== EXTRACT PROVIDED ==

——————————

Credit: Toby Hudson (own work; CC BY-SA 3.0 [http://creativecommons.org/licenses/by-sa/3.0] or GFDL [http://www.gnu.org/copyleft/fdl.html]), via Wikimedia Commons

There’s a good chance that a dinosaur once stomped through your backyard. It’s more likely, though, that there’s one there today. I’m talking, of course, about birds.

How exactly is T. rex related to the common house sparrow?

Around 230 million years ago, there was a group of dinosaurs called the theropods, which included the bipedal carnivores.

With their back legs used for movement, their front legs were free to specialize. In T. rex, they became, well, not much. But in other species they became grasping claws.

While T-rex and his cousins were getting bigger, the grasping-claw dinosaurs got smaller. One of these subgroups, the coelurosaurs, evolved two important things:

They became omnivores, so they could survive on a broader diet.

And they grew early feathers, perhaps to keep warm. Suggesting they may have also become warm-blooded, like birds.

With these traits in place, this group evolved rapidly. They got smaller still and developed early wings, for hopping and then gliding.

This was a huge advantage, which encouraged ever-more-capable flight. Over millions more years, they evolved sophisticated feathers and hollow bones.

Finally, to navigate in three dimensions and across huge areas, they developed greater brainpower and better communication systems.

When that asteroid hit Earth 66 millions years ago, it ended the reign of T. rex. But birds, with their new capabilities, flew on. So look for a little dinosaur on your windowsill.


Background: Dinosaurs in Your Backyard

Dinosaurs in Your Backyard
A pair of superb blue fairy wrens (Malurus cyaneus).
Credit: benjamint444 (own work; GFDL [http://www.gnu.org/copyleft/fdl.html] or CC-BY-SA-3.0 [http://creativecommons.org/licenses/by-sa/3.0/]), via Wikimedia Commons

Synopsis: Not all dinosaurs became extinct after the asteroid impact 66 million years ago…they live with us in great abundance and variety all over the world!

  • Birds, from tiny hummingbirds to stately eagles to waddling ducks and penguins, all descended from the same branch of the dinosaur family tree as Tyrannosaurus rex—theropods. Two other related branches are saurischians, like Titanosaurus, and ornithischians, like Stegosaurus.
    • The first dinosaurs appeared in the Middle Triassic nearly 250 million years ago; about 20 million years later, the three branches were evolving separately. 
    • Most dinosaurs grew larger and larger. Saurischians grew to amazing sizes; by 100 million years ago (Cretaceous), some grew to 130 ft long, 50 ft tall, and nearly 100 tons.
    • But starting about 200 million years ago, one type of Late Triassic theropod, coelurosaurs, started getting progressively smaller, which proved to be a perpetual evolutionary advantage for them to this day!
    • In the Late Jurassic, 165–150 million years ago, members of the Aves group became distinctly birdlike, giving them nearly 100 million more years to perfect their avian qualities before the extreme environmental stresses of the Late Cretaceous.

——————————

(Free-text object descriptions)

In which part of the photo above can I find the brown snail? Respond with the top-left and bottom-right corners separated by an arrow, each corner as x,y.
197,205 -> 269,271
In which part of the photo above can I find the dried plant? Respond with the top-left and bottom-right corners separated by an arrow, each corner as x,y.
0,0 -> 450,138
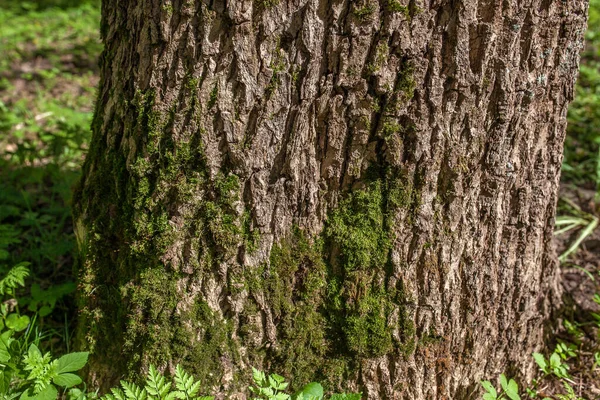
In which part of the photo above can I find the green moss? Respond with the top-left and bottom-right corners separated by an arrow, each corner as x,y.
388,0 -> 410,19
325,177 -> 414,358
367,43 -> 390,75
254,0 -> 280,8
181,300 -> 240,387
352,2 -> 375,22
162,3 -> 173,17
267,45 -> 286,97
394,60 -> 417,101
344,291 -> 394,357
326,181 -> 391,272
207,82 -> 219,110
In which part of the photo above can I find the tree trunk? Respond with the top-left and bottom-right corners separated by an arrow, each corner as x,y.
75,0 -> 587,399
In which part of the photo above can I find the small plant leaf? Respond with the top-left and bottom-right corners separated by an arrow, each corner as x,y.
298,382 -> 323,399
52,373 -> 82,388
533,353 -> 548,371
56,352 -> 89,374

——————————

== REQUIREMENT 1 ==
List every kind of bird named in the piece on birds as dinosaurs.
== REQUIREMENT 2 ==
Write the next part of the piece on birds as dinosaurs, starting after its final bullet point.

== WRITTEN ANSWER 1 ==
Hummingbirds, eagles, ducks, penguins, the common house sparrow, and the superb blue fairy wren.

== WRITTEN ANSWER 2 ==
  • Birds have specific characteristics, many inherited from theropod ancestors who deliberately evolved avian features.
    • First, they developed the ability to balance and walk on two legs.
    • Then came simple feathers for insulation, followed by wishbones.
    • They developed beaks from toothy jaws 85 million years ago. At the same time, descendants kept growing smaller and lighter, eventually developing hollow bones.
    • Complex feathers then evolved for camouflage and mating, as well as for gliding and powered flight.
    • They then developed wings, first to help them hop, then for gliding, and finally for powered flight as joints adapted and wing-to-weight ratio increased.
    • Therapods smartened up when larger brains evolved, enabling them to manage the complex actions of flight. 
    • Syrinxes evolved, enabling more-complex communication like honking and, eventually, singing.
  • Once theropods had developed their new capabilities, they began evolving faster than other dinosaurs as they successfully occupied many new habitats and niches that larger animals could not access.
    • A 66–68 million year old fossil from Antarctica was capable of honking and appears to have been an early member of today’s waterfowl group—this means birds had already been branching out into ducks, chickens, and the ostrich group while T. Rex dominated Earth!
    • After the mass extinction 66 million years ago, a few bird lineages survived—smaller size, larger brains, and the ability to fly might have made it possible for them to find livable niches.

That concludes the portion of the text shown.